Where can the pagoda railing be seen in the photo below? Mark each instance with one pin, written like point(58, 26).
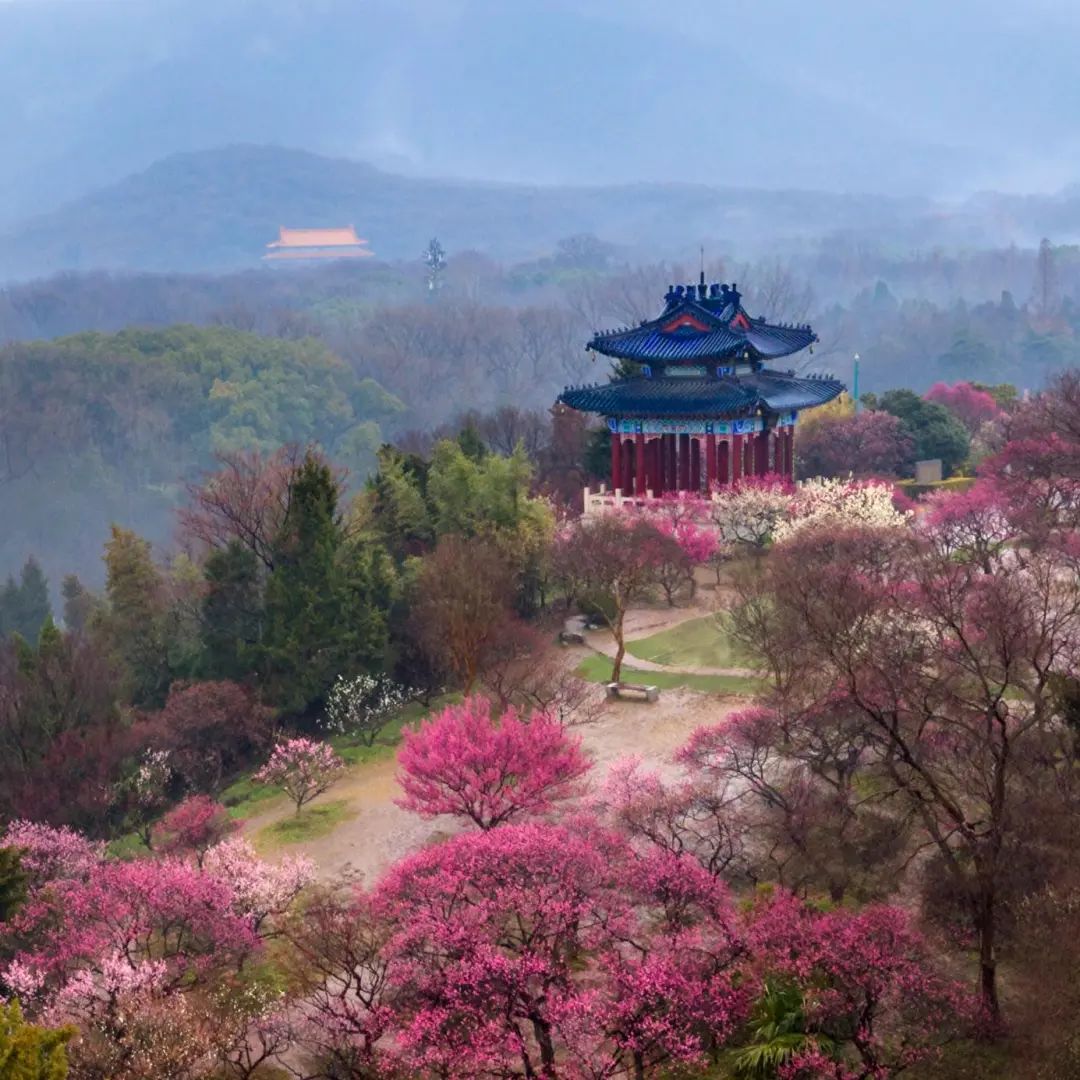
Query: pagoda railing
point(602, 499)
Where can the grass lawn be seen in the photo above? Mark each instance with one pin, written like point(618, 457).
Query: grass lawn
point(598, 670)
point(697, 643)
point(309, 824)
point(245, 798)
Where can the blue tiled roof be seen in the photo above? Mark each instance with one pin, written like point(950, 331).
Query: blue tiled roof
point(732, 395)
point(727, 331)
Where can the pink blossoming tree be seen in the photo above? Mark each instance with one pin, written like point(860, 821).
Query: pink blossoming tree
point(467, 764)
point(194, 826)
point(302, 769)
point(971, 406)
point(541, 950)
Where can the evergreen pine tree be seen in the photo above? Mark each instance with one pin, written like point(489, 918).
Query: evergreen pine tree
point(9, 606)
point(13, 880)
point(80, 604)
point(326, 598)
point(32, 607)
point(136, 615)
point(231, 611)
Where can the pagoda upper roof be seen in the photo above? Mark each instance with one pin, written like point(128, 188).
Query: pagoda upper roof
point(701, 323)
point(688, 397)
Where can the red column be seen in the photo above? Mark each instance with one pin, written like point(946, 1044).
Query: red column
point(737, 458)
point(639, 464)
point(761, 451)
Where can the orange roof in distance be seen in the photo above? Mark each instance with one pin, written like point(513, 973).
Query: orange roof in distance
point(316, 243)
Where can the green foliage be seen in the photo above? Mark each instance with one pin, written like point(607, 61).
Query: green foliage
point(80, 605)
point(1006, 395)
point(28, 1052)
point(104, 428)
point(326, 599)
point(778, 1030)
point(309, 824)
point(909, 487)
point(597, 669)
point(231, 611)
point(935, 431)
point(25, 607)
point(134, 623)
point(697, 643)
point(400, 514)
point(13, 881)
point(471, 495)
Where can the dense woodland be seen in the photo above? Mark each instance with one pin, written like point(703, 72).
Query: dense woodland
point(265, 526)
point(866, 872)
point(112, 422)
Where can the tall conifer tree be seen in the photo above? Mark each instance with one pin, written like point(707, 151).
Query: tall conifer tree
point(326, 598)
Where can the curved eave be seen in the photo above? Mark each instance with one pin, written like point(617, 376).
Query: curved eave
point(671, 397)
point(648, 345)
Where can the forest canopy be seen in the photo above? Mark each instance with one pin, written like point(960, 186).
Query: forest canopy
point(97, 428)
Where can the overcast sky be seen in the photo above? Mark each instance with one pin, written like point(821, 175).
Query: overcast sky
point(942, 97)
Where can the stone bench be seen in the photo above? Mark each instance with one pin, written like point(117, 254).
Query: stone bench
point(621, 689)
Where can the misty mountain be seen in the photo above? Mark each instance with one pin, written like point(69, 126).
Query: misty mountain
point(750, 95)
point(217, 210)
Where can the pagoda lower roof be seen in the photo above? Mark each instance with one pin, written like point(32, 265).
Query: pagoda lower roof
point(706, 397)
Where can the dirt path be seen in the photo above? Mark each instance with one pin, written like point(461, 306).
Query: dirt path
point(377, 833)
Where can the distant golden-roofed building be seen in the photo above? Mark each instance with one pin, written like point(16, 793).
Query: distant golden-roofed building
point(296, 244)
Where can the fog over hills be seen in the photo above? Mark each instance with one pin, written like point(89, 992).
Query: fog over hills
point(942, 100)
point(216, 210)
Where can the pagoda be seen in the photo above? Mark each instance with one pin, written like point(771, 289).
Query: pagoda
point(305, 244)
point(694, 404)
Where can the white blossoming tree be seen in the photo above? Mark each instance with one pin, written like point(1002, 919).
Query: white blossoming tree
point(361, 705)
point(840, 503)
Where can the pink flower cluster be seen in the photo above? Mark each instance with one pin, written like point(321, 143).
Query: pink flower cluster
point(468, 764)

· · · · · · ·

The exercise:
Put the material above into a two-column CSV with the headers "prompt" and "points". Give one row per request, with the request's text under "prompt" and its answer under "points", each enclosed in a single quoted field with any line breaks replaced by spaces. Include all of the material and omit the pictures.

Correct result:
prompt,points
"Where can the pagoda railing be seen in the photo below? Mark each instance with one pin, written like point(58, 26). Query: pagoda railing","point(602, 499)"
"Where can the grass lawn be seen in the photo above? Mark each instance with one pin, written like point(618, 457). Query: grass lawn","point(598, 670) point(697, 643) point(309, 824) point(245, 798)"
"Where can the blue tiled roof be seen in the photo above? Mark each instance with one pin, written like point(950, 331). Query: blue tiled roof","point(732, 395) point(727, 331)"
"Where can the pink blossoming tree be seen in the photo above? Mark each instance with one pin, written like point(860, 821). Query: pink blossoming tree","point(467, 764) point(194, 826) point(302, 769) point(971, 406) point(541, 950)"
"Where can the evergreen pine tree be seen in the photo above? Mark each instance with one pin, written like point(489, 918). Query: evergreen pine tree","point(9, 606) point(13, 880) point(80, 604) point(326, 598) point(32, 607) point(136, 615) point(231, 611)"
"Where can the pagoda upper roof be seen in the photo above? Mark each instance with one pin, written like point(128, 188). Query: pagoda upper roof","point(701, 323) point(688, 397)"
"Where can the red column be seen in the photo above? Mark each instance with one pin, written like point(946, 1044). Query: red column","point(737, 458) point(639, 464) point(761, 451)"
"Where can the orange roof in distance be seen in the photo above? Mark each instance with one pin, written like point(513, 973). Query: orange roof in distance","point(316, 243)"
"Where can the green foliage be seen in the photo above? Mark each instance with one pin, written like point(607, 61). Query: green foliage","point(80, 605) point(1006, 395) point(28, 1052) point(104, 428) point(326, 599) point(778, 1030) point(309, 824) point(909, 487) point(597, 669) point(231, 611) point(935, 431) point(25, 607) point(134, 623) point(697, 643) point(400, 514) point(13, 881) point(471, 495)"
"Where can the dense woodland be seen in the photo above? Mark each instance with one pin, written like point(703, 72). Query: dense woodland","point(265, 526) point(866, 872) point(112, 422)"
"Where can the tall conifer tree be seen in the photo above? Mark each instance with one pin, written like point(707, 151). Query: tall conifer tree","point(326, 598)"
"Where can the curved eave be seen in the photo above? Mark each instance with one pin, written like point(617, 376). Query: curved eave","point(671, 397) point(648, 345)"
"Where can the forest canopy be seen in the photo above? Mark each instance with one pin, written like point(960, 186). Query: forest canopy","point(97, 428)"
"Where can the overcast sky be seen in the photo above? Mark each instance with one pin, written like point(821, 175). Query: overcast sky","point(942, 97)"
"Where can the stone bench be seen in the photo above? Mark each instance with one pin, written like point(117, 254). Query: stone bench","point(621, 689)"
"Where can the misty mountain be seen in the photo above? Mark each instance with one pin, written like point(69, 126). Query: misty mountain","point(750, 95) point(217, 210)"
"Where can the pagoda lower roof be seen in the photo above? Mark each instance with one pin, written like point(32, 265). Query: pagoda lower roof","point(706, 397)"
"Where can the dirt path be seen in the photo above? Mark each instance with one pin, written like point(461, 306). Query: dirt path","point(377, 833)"
"Where can the distant golden-roofed building be seen in the photo above? Mark each instance with one pin, written like point(16, 793). Query: distant golden-roofed building","point(296, 244)"
"Where can the fog over hills be seen in the photo above? Mark each instance with one pin, written like point(89, 992). Query: fog over hills","point(942, 100) point(216, 210)"
"Where can the pagoda be seen in the photo above? Mark each instance with one pin, written like point(771, 289). Query: pagoda","point(305, 244) point(694, 404)"
"Where can the white blossoming tree be seen in the photo above? Mark each instance with one pin, written like point(1002, 919). Query: white blossoming tree","point(361, 705) point(840, 503)"
"Where can the pink flower cluster be seen in the photo above? Mark each instance with one pin, written like point(321, 143). Query: pink flower cluster","point(468, 764)"